Task requirements
Reproduce the lines below, renaming "small pond" to "shallow pond" wherever it occurs and leaving everything else unchanged.

Data to use
━━━━

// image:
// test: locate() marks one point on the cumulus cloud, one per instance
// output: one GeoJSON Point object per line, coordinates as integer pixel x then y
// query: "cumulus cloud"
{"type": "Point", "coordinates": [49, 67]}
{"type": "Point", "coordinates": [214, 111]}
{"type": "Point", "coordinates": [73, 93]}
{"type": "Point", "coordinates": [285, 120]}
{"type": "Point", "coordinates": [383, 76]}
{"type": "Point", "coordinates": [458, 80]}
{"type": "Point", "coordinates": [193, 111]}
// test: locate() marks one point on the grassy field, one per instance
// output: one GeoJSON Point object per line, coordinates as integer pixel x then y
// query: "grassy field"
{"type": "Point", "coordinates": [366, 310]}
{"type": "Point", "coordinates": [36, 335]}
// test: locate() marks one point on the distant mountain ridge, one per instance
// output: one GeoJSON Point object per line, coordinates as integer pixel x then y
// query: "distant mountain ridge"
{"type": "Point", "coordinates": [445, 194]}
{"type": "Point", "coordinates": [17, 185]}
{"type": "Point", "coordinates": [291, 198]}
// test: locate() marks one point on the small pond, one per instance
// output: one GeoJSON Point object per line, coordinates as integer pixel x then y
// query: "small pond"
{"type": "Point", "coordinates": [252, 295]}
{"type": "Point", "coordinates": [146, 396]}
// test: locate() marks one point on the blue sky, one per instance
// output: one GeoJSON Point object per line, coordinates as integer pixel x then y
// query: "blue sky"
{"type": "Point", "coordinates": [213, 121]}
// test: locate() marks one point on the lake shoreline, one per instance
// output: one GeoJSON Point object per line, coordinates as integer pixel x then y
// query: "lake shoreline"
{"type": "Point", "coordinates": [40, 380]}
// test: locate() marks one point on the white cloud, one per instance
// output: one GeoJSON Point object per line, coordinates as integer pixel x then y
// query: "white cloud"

━━━━

Exercise response
// image:
// test: locate() marks one point on the cumulus cloud, one per instance
// output: one GeoJSON Point object per line, coordinates as integer pixel x then y
// query: "cumulus cloud"
{"type": "Point", "coordinates": [49, 67]}
{"type": "Point", "coordinates": [214, 111]}
{"type": "Point", "coordinates": [73, 93]}
{"type": "Point", "coordinates": [285, 120]}
{"type": "Point", "coordinates": [383, 76]}
{"type": "Point", "coordinates": [458, 80]}
{"type": "Point", "coordinates": [193, 111]}
// test: locate() marks one point on the grassy field, one per instance
// output: one GeoJSON Point object per line, coordinates as integer pixel x then y
// query: "grassy field"
{"type": "Point", "coordinates": [366, 310]}
{"type": "Point", "coordinates": [36, 335]}
// test: locate() marks one point on the distant mountain ridge, one per instance
// output: one GeoJSON Point object per line, coordinates as integer pixel x then y
// query: "distant mountain ridge"
{"type": "Point", "coordinates": [445, 194]}
{"type": "Point", "coordinates": [17, 185]}
{"type": "Point", "coordinates": [291, 198]}
// test: locate() marks one point on the shallow pond, one per instance
// output: one GeoJSON Point object per line, coordinates as integer pixel x then y
// query: "shallow pond"
{"type": "Point", "coordinates": [252, 295]}
{"type": "Point", "coordinates": [146, 396]}
// test: locate() marks one point on the blue sky, one per instance
// output: one GeoJSON Point object per line, coordinates as integer pixel x then y
// query: "blue sky"
{"type": "Point", "coordinates": [213, 121]}
// test: locate() marks one point on the lake shoreline, one per instance
// output: one GeoJSON Point object per line, coordinates as integer pixel x then y
// query: "lake shoreline"
{"type": "Point", "coordinates": [40, 380]}
// test: locate() marks one point on the white cloud, one per instance
// output: one GeoJSON Point object per line, coordinates as integer pixel x then y
// query: "white cloud"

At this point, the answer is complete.